WORK TO BE COMPLETED »
Render all of the data below as a numbered list, one line per item and with blank lines omitted. Leave the pictures out of your answer.

DATA SUPPLIED »
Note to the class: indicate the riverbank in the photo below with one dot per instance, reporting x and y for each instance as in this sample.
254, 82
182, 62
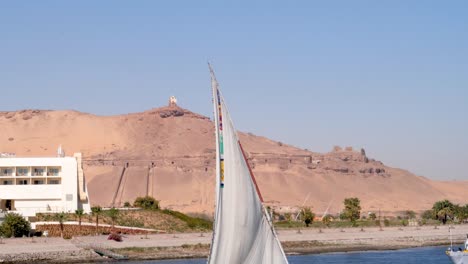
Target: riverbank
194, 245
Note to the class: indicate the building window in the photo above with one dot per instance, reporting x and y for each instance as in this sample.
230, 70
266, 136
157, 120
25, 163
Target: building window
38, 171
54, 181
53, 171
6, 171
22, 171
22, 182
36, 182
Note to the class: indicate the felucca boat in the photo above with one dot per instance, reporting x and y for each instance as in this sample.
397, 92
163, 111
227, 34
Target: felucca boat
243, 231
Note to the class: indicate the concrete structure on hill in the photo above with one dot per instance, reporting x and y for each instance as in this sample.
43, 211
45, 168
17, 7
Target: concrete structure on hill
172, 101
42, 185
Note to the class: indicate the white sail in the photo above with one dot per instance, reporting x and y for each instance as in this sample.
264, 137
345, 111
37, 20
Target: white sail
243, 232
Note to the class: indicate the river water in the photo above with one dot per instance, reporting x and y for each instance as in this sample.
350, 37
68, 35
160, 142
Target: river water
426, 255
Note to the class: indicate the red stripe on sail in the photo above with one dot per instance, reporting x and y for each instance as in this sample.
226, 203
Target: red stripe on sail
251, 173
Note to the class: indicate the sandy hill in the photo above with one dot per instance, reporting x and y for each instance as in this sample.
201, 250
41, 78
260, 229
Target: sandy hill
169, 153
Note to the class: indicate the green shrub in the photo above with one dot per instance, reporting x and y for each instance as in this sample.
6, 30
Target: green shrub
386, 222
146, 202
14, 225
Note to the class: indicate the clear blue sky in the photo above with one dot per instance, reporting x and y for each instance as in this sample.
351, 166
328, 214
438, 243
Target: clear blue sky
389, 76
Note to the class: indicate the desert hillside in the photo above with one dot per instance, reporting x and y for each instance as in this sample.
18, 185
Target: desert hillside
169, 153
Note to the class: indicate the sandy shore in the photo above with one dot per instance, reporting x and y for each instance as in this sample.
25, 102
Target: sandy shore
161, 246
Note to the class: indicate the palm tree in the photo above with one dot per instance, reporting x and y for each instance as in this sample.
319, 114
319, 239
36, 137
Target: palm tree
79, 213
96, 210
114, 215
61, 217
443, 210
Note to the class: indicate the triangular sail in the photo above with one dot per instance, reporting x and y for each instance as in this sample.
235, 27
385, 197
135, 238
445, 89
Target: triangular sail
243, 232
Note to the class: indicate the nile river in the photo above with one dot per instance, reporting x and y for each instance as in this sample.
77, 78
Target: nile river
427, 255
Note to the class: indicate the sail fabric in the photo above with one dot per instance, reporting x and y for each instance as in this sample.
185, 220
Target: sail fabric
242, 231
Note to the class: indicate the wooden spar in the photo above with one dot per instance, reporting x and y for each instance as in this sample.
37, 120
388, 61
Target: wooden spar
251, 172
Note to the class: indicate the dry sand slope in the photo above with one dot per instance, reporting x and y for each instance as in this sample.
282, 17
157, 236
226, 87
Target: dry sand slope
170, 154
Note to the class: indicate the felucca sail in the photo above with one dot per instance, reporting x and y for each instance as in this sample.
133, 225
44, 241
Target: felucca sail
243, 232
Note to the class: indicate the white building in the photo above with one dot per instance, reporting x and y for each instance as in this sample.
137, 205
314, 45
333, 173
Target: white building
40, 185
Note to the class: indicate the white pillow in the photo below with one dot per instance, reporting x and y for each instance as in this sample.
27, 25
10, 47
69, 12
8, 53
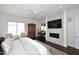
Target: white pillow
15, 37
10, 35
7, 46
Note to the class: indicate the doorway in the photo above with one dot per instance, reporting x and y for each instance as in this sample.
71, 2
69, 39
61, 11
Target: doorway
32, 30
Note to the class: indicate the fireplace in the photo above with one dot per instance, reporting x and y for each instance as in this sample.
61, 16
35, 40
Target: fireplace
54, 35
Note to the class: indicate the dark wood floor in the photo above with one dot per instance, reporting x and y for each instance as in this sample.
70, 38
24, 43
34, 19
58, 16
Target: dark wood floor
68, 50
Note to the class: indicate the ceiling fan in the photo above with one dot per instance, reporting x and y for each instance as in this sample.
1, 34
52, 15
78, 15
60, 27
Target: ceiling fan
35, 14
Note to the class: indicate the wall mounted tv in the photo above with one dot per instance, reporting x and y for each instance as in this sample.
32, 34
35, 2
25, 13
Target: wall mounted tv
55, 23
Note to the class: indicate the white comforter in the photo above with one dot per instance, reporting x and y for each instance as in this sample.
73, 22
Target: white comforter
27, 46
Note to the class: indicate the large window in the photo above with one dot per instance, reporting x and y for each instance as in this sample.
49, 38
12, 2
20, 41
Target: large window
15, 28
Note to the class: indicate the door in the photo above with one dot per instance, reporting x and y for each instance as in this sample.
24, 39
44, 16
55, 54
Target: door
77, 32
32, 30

EXERCISE RESPONSE »
1. Note to the class: indicate the riverbank in the photo below with one dot per instance, reporting x and y for each instance as in this sample.
2. 254, 82
3. 182, 62
4. Target: riverbank
5. 194, 245
6. Note to the class: indicate the building window in the photo above with one dot per instance, reporting x and y for each instance as in this sample.
7. 230, 70
8. 266, 136
9. 157, 120
10. 25, 163
11. Target: building window
12. 38, 171
13. 54, 181
14. 53, 171
15. 6, 171
16. 22, 171
17. 22, 182
18. 36, 182
19. Note to the class: indicate the felucca boat in the photo above with one dot per instance, reporting x and y for each instance as in this sample.
20. 397, 92
21. 163, 111
22. 227, 34
23. Target: felucca boat
24. 243, 231
25. Note to the class: indicate the concrete structure on hill in the photo above with one dot per instance, reporting x and y for each instance as in this sample.
26. 43, 211
27. 45, 168
28. 17, 7
29. Target: concrete structure on hill
30. 172, 101
31. 42, 185
32. Note to the class: indicate the white sail in the photo above with one dot per instance, reporting x and y for each instance as in this sample.
33. 264, 137
34. 345, 111
35. 37, 20
36. Target: white sail
37. 243, 232
38. Note to the class: indicate the river water in the photo above with one dot per instance, reporting x and y for each instance as in this sample.
39. 350, 37
40. 68, 35
41. 160, 142
42. Target: river water
43. 426, 255
44. Note to the class: indicate the red stripe on sail in the photo above with one dot per instance, reporting x and y for each instance as in this sample.
45. 226, 203
46. Target: red stripe on sail
47. 251, 173
48. Note to the class: indicate the sandy hill in the photo above with one dot per instance, reporting x and y for each instance as in this sample.
49. 201, 250
50. 41, 78
51. 260, 229
52. Target: sandy hill
53. 169, 153
54. Note to the class: indicate the green shrub in the photo above with one dot per instance, reporting x and y for each instance as in this sample.
55. 6, 30
56. Target: green shrub
57. 386, 222
58. 146, 202
59. 14, 225
60. Note to the class: indicate the clear blue sky in the photo above with one dot per instance, reporting x and y for each instance as in this sample.
61. 351, 166
62. 328, 214
63. 438, 243
64. Target: clear blue sky
65. 389, 76
66. Note to the class: indicate the desert hillside in the photo above with one dot per instance, reporting x and y for each instance as in this sample.
67. 18, 185
68. Target: desert hillside
69. 169, 153
70. Note to the class: indicate the sandy shore in the photo above with one dot per instance, reporting x and y for each instance as in this sample.
71. 25, 102
72. Target: sandy shore
73. 161, 246
74. Note to the class: indicate the palm tree in the photo above with one dot per instance, reporting x and y for each instance as in this sample.
75. 319, 114
76. 319, 239
77. 36, 137
78. Target: palm tree
79. 79, 213
80. 96, 210
81. 114, 215
82. 61, 217
83. 443, 210
84. Note to the class: indicate the triangular sail in the photo above with one dot per instance, reporting x and y for each instance as in this sample.
85. 235, 27
86. 385, 197
87. 135, 238
88. 445, 89
89. Target: triangular sail
90. 243, 232
91. Note to the class: indicate the nile river in the photo above with one dot per instance, reporting x and y for each instance as in this sample.
92. 77, 78
93. Target: nile river
94. 427, 255
95. Note to the class: indicate the sail fabric in the photo above with one dot per instance, reporting x and y for each instance as in this sample.
96. 185, 220
97. Target: sail fabric
98. 242, 231
99. Note to the class: indicate the wooden spar in the photo above with one dot per instance, reporting x and y for each instance as in this sample.
100. 37, 120
101. 388, 61
102. Target: wooden spar
103. 251, 172
104. Note to the class: indicate the dry sand slope in the photo above with one dot per instance, reporting x and y for each instance as in this sample.
105. 282, 17
106. 157, 236
107. 226, 87
108. Target: dry sand slope
109. 170, 154
110. Note to the class: indicate the felucca sail in the photo above with one dot per instance, reporting x and y for each instance as in this sample.
111. 133, 225
112. 44, 241
113. Target: felucca sail
114. 243, 232
115. Note to the class: indicate the white building in the photo above with one dot per instance, reporting x and y for each instance as in this sample.
116. 137, 205
117. 314, 45
118. 333, 173
119. Target: white building
120. 40, 185
121. Note to the class: indicate the white pillow in the photo below with one dot per instance, reporting x and y for each instance as in this sample.
122. 27, 25
123. 10, 47
124. 69, 12
125. 8, 53
126. Target: white pillow
127. 15, 37
128. 10, 35
129. 7, 46
130. Note to the class: indicate the doorway in the photo above with one dot per instance, reporting x and y for each instance as in this sample.
131. 71, 2
132. 69, 39
133. 61, 11
134. Target: doorway
135. 32, 30
136. Note to the class: indicate the fireplace in the photo above with one dot per instance, reporting x and y for each instance as in this sample.
137. 61, 16
138. 35, 40
139. Target: fireplace
140. 54, 35
141. Note to the class: indicate the dark wood floor in the photo above with one dot per instance, reporting x and y for each instance as in this sample.
142. 70, 38
143. 24, 43
144. 34, 19
145. 58, 16
146. Target: dark wood floor
147. 68, 50
148. Note to the class: indicate the ceiling fan in the photo above with one dot per instance, reporting x and y for each instance as in this sample.
149. 1, 34
150. 52, 15
151. 78, 15
152. 60, 27
153. Target: ceiling fan
154. 35, 14
155. Note to the class: indicate the wall mounted tv in the photo above with one dot per instance, reporting x and y for each instance as in this sample.
156. 32, 34
157. 35, 2
158. 25, 13
159. Target: wall mounted tv
160. 55, 23
161. Note to the class: indicate the white comforter in the photo above with one dot per instance, reporting x and y for each instance as in this sample.
162. 73, 22
163. Target: white comforter
164. 27, 46
165. Note to the class: indicate the large window in the photo above with one dot per instance, reporting x and y for each instance as in this sample.
166. 49, 38
167. 12, 2
168. 20, 41
169. Target: large window
170. 15, 28
171. Note to the class: indicate the door in the photo above with one dot per instance, reporting x and y for each instance as in this sample.
172. 24, 39
173. 44, 16
174. 55, 54
175. Target: door
176. 77, 32
177. 32, 30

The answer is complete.